§ SET PROBLEM
Reproduce the entries from the line containing "Task: If you could identify the tram advertising" up to and including the line containing "point(744, 312)", requests and all, and add 127 to every coordinate in the answer points while leaving the requests and their sample points unchanged. Output only those lines.

§ DATA PROVIDED
==================================================
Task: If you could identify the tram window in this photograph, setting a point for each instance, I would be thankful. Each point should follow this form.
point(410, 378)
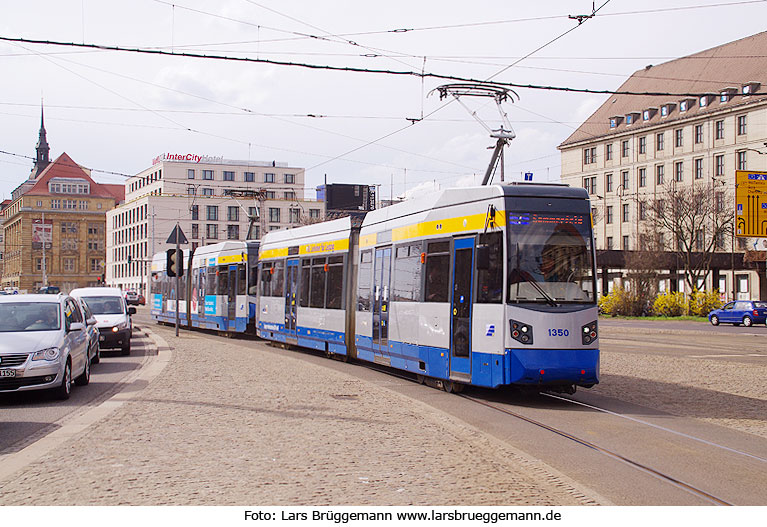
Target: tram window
point(241, 274)
point(490, 280)
point(406, 286)
point(335, 278)
point(303, 290)
point(210, 281)
point(365, 275)
point(223, 281)
point(278, 279)
point(317, 297)
point(437, 287)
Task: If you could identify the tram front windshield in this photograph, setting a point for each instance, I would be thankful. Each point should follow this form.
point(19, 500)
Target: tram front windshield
point(550, 258)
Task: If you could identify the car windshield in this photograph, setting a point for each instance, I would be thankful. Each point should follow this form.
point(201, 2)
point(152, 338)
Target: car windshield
point(29, 316)
point(104, 305)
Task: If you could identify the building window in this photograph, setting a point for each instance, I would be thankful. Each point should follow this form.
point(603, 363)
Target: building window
point(741, 155)
point(742, 125)
point(589, 155)
point(590, 184)
point(678, 171)
point(699, 168)
point(211, 212)
point(719, 164)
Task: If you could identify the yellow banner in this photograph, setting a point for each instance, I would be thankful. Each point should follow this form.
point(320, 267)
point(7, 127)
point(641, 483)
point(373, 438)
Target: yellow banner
point(750, 203)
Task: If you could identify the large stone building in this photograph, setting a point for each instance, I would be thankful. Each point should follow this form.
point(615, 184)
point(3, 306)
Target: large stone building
point(196, 191)
point(54, 231)
point(636, 146)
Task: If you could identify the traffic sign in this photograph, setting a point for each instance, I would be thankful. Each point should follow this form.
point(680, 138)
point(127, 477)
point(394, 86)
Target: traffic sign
point(750, 204)
point(177, 236)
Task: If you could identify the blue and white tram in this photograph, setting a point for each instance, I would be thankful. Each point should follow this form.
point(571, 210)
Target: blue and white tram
point(218, 288)
point(162, 292)
point(304, 285)
point(223, 286)
point(486, 286)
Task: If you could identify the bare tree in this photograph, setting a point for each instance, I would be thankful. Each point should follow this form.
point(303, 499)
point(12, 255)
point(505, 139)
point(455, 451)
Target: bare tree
point(691, 222)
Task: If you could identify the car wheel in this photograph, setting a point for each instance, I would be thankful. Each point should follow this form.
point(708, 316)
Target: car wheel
point(64, 390)
point(85, 378)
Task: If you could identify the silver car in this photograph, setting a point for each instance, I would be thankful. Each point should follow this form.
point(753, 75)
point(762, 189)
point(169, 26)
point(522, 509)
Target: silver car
point(43, 344)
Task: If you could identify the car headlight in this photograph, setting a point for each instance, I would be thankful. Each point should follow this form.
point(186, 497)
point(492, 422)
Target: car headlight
point(49, 354)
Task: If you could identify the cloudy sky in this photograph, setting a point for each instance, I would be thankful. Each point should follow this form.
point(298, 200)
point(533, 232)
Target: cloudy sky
point(114, 111)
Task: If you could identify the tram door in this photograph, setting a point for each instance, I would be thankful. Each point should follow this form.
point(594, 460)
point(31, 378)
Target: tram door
point(460, 327)
point(381, 282)
point(231, 299)
point(291, 289)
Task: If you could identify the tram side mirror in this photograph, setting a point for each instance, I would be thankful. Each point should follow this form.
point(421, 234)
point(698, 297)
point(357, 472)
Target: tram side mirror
point(483, 257)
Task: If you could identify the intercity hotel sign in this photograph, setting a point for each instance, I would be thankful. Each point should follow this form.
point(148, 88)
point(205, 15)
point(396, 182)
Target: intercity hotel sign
point(187, 158)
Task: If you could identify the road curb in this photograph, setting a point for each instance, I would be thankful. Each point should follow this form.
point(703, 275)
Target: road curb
point(12, 463)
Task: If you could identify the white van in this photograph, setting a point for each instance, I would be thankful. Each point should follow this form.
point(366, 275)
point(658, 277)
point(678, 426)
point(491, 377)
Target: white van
point(113, 316)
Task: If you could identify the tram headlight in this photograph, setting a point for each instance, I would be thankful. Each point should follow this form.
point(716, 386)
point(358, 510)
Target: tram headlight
point(521, 332)
point(589, 333)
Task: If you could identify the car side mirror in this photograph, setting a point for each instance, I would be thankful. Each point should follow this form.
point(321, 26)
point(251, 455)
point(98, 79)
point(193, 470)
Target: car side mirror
point(76, 326)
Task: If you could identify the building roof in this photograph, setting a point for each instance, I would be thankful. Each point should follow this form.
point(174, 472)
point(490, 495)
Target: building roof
point(712, 71)
point(65, 167)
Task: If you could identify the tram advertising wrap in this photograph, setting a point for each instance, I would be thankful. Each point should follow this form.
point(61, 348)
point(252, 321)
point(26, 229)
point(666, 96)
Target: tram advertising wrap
point(486, 286)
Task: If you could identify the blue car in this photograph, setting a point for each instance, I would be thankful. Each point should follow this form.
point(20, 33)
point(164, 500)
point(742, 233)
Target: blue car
point(744, 312)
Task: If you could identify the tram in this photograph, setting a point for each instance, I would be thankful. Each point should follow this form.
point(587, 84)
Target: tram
point(217, 291)
point(485, 286)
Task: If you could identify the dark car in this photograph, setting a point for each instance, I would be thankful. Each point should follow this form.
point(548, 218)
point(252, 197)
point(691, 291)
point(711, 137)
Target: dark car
point(746, 312)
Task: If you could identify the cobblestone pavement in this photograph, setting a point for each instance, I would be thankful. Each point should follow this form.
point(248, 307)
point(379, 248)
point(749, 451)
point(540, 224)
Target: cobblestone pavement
point(240, 424)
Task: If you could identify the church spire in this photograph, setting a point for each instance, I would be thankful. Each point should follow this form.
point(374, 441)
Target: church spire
point(42, 159)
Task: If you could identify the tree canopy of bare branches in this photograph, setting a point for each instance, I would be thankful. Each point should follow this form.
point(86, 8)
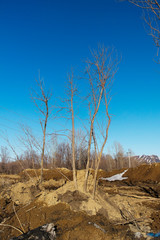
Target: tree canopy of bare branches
point(151, 16)
point(100, 73)
point(41, 100)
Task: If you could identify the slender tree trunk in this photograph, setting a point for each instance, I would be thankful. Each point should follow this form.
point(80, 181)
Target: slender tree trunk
point(104, 143)
point(44, 140)
point(73, 145)
point(90, 139)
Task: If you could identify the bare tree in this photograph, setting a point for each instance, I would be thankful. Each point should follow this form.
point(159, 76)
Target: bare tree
point(151, 16)
point(118, 155)
point(68, 107)
point(100, 72)
point(4, 155)
point(41, 100)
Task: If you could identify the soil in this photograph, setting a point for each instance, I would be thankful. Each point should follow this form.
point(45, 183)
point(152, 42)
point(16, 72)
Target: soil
point(127, 209)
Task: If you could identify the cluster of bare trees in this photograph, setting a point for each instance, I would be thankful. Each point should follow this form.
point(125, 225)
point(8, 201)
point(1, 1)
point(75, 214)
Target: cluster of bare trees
point(99, 74)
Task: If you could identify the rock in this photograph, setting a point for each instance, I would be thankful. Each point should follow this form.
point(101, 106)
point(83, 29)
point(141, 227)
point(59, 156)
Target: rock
point(45, 232)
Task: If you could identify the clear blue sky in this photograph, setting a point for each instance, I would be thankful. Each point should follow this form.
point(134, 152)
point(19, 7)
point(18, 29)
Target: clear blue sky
point(53, 36)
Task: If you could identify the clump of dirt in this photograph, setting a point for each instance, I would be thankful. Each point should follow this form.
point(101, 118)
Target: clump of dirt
point(120, 210)
point(155, 225)
point(55, 174)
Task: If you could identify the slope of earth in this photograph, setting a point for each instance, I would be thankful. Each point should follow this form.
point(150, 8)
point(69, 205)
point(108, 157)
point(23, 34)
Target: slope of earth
point(127, 209)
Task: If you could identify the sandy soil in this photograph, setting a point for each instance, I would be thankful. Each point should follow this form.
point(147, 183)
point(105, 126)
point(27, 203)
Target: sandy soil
point(127, 209)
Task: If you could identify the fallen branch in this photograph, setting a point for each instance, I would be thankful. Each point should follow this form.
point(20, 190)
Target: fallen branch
point(7, 225)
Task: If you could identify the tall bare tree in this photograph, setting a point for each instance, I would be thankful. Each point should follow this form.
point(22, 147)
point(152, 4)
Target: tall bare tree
point(151, 16)
point(41, 100)
point(68, 102)
point(100, 72)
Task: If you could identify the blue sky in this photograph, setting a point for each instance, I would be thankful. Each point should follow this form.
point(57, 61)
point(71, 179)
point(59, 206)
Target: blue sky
point(53, 36)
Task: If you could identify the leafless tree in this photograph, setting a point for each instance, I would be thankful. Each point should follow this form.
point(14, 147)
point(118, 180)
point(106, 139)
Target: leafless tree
point(4, 155)
point(118, 155)
point(41, 100)
point(100, 72)
point(151, 16)
point(68, 108)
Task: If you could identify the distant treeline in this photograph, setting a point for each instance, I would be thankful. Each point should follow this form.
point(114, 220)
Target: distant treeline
point(62, 157)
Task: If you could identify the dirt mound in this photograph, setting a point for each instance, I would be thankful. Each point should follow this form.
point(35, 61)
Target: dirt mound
point(56, 174)
point(120, 210)
point(144, 172)
point(71, 225)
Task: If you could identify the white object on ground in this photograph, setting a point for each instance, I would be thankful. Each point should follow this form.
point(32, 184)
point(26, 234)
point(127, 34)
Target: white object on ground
point(117, 177)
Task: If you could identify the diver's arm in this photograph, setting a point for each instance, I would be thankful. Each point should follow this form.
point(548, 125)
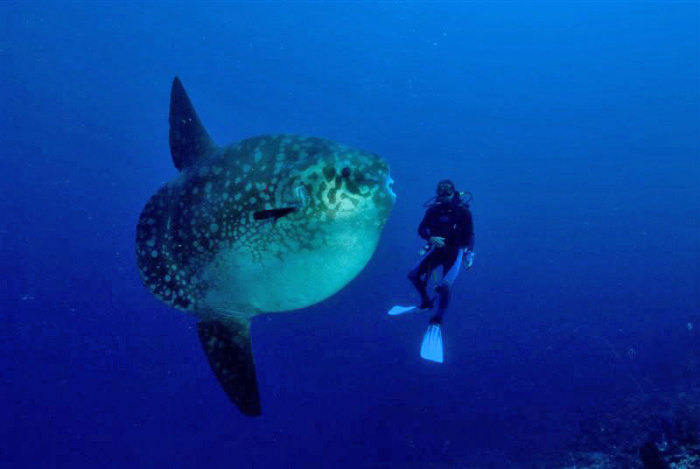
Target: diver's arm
point(424, 227)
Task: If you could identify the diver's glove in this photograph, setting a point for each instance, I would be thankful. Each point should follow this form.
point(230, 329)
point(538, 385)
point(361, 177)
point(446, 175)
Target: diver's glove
point(437, 241)
point(468, 259)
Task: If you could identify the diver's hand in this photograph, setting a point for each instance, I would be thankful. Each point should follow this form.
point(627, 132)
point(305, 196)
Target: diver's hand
point(437, 241)
point(468, 259)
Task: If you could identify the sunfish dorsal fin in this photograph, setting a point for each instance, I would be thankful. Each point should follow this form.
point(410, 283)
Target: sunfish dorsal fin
point(230, 354)
point(189, 140)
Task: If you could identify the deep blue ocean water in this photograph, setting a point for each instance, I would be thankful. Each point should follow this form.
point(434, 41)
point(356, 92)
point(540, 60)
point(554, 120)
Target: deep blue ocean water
point(575, 125)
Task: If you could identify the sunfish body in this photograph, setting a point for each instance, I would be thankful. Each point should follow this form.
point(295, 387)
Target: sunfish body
point(268, 224)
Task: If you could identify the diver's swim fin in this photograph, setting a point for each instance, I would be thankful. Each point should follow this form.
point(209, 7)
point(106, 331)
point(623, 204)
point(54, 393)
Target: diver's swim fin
point(396, 310)
point(431, 348)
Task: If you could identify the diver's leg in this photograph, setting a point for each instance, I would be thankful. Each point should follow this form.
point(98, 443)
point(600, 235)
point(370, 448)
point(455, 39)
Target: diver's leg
point(419, 277)
point(450, 266)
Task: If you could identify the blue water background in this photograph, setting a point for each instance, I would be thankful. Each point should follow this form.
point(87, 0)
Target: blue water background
point(575, 125)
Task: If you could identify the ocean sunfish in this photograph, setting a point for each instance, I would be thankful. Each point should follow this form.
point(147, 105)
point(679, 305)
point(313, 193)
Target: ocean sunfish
point(269, 224)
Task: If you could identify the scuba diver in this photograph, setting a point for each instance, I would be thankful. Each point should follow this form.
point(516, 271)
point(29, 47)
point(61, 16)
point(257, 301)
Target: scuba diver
point(448, 229)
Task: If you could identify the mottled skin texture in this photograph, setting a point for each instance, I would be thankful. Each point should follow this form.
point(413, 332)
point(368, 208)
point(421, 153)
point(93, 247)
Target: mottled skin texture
point(269, 224)
point(199, 248)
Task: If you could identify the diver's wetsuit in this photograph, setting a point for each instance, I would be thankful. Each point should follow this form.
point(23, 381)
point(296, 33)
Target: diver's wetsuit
point(452, 221)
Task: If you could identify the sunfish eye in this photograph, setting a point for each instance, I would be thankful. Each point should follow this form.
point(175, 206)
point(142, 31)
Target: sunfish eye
point(302, 195)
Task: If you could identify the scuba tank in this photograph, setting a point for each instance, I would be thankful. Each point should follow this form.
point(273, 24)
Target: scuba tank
point(461, 200)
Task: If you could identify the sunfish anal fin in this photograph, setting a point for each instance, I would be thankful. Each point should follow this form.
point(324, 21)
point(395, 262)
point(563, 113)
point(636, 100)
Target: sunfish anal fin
point(189, 140)
point(230, 354)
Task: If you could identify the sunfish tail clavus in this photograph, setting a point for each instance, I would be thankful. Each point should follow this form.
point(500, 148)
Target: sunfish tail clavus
point(269, 224)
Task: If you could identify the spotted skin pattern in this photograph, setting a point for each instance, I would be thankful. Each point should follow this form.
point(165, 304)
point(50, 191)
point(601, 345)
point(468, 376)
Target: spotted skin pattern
point(269, 224)
point(208, 210)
==================================================
§ RESULT FOR THIS TASK
Task: If you could identify the tram advertising wrap in this photograph, setting a point for each instance, I would be thankful. Each point should follow this form.
point(61, 348)
point(252, 321)
point(26, 229)
point(666, 96)
Target: tram advertising wrap
point(613, 413)
Task: If you could identify the blue car in this photograph, setting a point for each instance, I would be thankful. Each point should follow this form.
point(20, 33)
point(164, 500)
point(742, 233)
Target: blue car
point(871, 439)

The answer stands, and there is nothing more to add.